An all-new battery-powered electric locomotive highlights a list of low-emissions projects to be implemented by BNSF in Central California.

The railroad, based in Fort Worth, and the San Joaquin Valley Air Pollution Control District were preliminarily awarded a $22.6 million Zero and Near Zero Emission Freight Facilities grant from the California Air Resource Board (CARB), to test emissions-reducing technologies in and around rail yards.

BNSF said it will collaborate with various industry partners to test the feasibility of these technologies.

“BNSF is focused on continuing to reduce our environmental impact, and we’re committed to doing our part to test and prove the commercial viability of emerging technologies that reduce emissions,” said John Lovenburg, vice president, Environmental.

The initiatives will build on BNSF’s existing investments in sustainable technologies including idle control, electric wide-span cranes, electric hostlers, automated gates at its intermodal facilities, and Tier 4 locomotives.

• **Stated problem 1**: In the BNSF article, what was the size of the grant preliminarily awarded to the railroad and the San Joaquin Valley Air Pollution Control District?
• **Stated problem 2**: Extend the article on BNSF's low-emissions projects by writing what could come after its final sentence.
The listing that comes next is separate material with no link to the BNSF article.

• **Raw data**:
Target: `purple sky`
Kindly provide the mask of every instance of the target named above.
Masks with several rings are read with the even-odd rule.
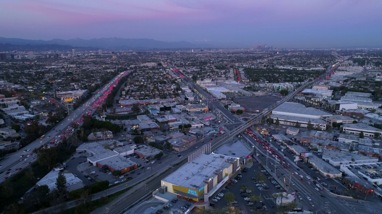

• **Output 1**: $22.6 million.

• **Output 2**:
As part of the project, BNSF will partner with GE Transportation on a battery-electric locomotive that will be paired with diesel locomotives to power freight trains traveling from Stockton to Barstow.

The railroad said GE Transportation will develop an all battery-electric locomotive “to validate the technology’s tremendous operational benefits and growth potential in the freight rail industry.” The AC Evolution Series locomotive is to feature an overall energy-management system including onboard energy storage, which coupled with advanced system-optimization controls, will improve performance. This battery-electric locomotive will generate 2,400 kilowatt-hours of power and could potentially reduce a freight train’s fuel consumption by at least 10-15%.

“Battery-powered or hybrid locomotives are promising technologies for the rail industry with the potential to reduce operating costs and emissions,” said Dominique Malenfant, vice president, Global Technology, GE Transportation. “This project will give us tremendous insight into the capabilities of battery power and the best operational methods of leveraging the technology. It will accelerate the development of this cleaner, more efficient solution for the freight rail industry.”

Also, two hybrid rubber-tire gantry cranes from manufacturer Mi-Jack will be tested at the Stockton Intermodal Facility and another at the San Bernardino Intermodal Facility. The hybrid cranes reduce emissions as much as 70% compared to standard diesel cranes. A Taylor all-electric side loader will also be piloted at San Bernardino.

Drayage trucker SH&H will partner with BNSF to demonstrate a BYD-made electric drayage truck in San Bernardino.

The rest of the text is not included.